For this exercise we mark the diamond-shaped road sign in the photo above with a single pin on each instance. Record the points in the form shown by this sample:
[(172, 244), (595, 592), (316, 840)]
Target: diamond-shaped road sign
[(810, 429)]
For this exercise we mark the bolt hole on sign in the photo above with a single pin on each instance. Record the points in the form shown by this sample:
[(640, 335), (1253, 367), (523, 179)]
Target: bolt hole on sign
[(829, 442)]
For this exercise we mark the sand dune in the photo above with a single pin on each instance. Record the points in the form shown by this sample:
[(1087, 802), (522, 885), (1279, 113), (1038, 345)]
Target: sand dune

++++++

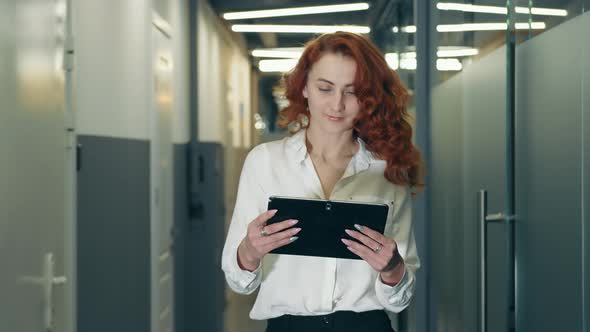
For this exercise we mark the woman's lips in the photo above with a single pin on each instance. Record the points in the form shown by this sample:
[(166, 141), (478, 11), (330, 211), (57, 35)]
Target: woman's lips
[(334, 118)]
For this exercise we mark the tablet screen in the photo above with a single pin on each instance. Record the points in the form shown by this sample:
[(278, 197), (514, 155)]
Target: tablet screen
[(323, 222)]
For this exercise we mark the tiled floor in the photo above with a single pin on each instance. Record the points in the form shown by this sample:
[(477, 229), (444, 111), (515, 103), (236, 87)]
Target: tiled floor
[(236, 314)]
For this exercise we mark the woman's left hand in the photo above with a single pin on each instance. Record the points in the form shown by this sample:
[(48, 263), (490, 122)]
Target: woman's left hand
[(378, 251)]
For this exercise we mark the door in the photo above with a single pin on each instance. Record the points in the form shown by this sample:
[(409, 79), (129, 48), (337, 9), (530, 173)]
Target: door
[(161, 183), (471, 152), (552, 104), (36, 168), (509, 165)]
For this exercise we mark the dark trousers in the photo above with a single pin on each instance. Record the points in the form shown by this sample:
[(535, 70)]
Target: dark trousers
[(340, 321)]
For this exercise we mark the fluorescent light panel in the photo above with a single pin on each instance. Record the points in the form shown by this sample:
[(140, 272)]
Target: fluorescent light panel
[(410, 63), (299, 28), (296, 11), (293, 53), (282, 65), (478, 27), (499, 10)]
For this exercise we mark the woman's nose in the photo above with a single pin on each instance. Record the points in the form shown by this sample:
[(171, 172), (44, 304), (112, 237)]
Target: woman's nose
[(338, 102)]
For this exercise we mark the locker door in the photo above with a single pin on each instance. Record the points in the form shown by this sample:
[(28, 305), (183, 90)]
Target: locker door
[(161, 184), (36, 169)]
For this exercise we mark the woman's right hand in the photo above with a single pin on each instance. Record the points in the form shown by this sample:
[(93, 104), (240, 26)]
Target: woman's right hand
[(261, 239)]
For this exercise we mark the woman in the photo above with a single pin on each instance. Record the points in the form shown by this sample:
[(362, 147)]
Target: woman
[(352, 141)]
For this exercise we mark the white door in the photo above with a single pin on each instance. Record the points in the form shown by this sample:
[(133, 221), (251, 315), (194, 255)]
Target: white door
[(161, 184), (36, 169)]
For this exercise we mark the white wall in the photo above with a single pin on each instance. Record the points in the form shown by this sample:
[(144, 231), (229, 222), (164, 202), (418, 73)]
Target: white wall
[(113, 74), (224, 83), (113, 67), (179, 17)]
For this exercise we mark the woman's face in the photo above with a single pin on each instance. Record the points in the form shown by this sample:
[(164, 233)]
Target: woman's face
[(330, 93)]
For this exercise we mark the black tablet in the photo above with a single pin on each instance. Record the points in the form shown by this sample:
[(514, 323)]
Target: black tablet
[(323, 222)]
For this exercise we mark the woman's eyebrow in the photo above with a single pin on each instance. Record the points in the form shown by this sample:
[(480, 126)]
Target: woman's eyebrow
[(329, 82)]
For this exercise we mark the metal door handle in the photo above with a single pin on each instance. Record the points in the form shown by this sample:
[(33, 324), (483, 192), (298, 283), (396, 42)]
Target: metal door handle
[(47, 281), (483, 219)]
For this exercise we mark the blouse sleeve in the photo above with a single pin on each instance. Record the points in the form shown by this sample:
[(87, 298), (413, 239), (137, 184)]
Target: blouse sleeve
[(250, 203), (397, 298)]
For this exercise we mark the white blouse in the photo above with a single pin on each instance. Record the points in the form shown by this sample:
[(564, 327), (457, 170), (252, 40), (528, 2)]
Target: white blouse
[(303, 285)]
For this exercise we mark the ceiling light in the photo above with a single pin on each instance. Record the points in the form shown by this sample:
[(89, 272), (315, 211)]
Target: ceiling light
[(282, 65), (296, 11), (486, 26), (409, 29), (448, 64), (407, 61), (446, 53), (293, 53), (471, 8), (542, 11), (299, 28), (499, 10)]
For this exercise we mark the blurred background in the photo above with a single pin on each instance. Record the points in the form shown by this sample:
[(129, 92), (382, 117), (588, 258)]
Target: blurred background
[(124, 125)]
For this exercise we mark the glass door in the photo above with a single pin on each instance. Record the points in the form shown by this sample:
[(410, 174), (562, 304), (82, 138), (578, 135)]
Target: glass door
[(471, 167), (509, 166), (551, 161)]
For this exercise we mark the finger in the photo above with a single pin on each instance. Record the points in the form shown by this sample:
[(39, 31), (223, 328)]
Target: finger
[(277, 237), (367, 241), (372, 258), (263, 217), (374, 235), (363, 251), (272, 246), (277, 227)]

++++++

- 目的: 「For this exercise we mark the white blouse」を含む行で始まり「246), (277, 227)]」を含む行で終わる部分を、「glass door」をすべて「sliding door」に置き換え、ほかは一切変えずに書き直してもらえますか？

- 最終回答:
For this exercise we mark the white blouse in the photo above with a single pin on each instance. Record the points in the form shown by this sample:
[(564, 327), (457, 170), (252, 40), (528, 2)]
Target: white blouse
[(303, 285)]
For this exercise we mark the ceiling light in the photo above with a single pin on each instance. Record the points in the form shown by this sample:
[(89, 272), (315, 211)]
Target: ceiling light
[(282, 65), (296, 11), (486, 26), (409, 29), (448, 64), (407, 61), (446, 53), (293, 53), (471, 8), (542, 11), (299, 28), (499, 10)]
For this exercise we mark the blurred background in the photo above with a single pin on each instance. Record the points in the form shown by this sample:
[(129, 92), (382, 117), (588, 258)]
Target: blurred background
[(124, 125)]
For this exercise we mark the sliding door in the photo above with a single pin on each instance. Record the points in the form shown by this sample:
[(410, 174), (562, 304), (82, 138), (578, 135)]
Target: sliding door
[(471, 167), (509, 166), (551, 161)]
For this exercise we mark the finger in the photo above with a single pin on each instance. Record the points in the form shown by this sample:
[(39, 31), (223, 328)]
Target: finger
[(277, 237), (367, 241), (372, 258), (263, 217), (374, 235), (363, 251), (272, 246), (277, 227)]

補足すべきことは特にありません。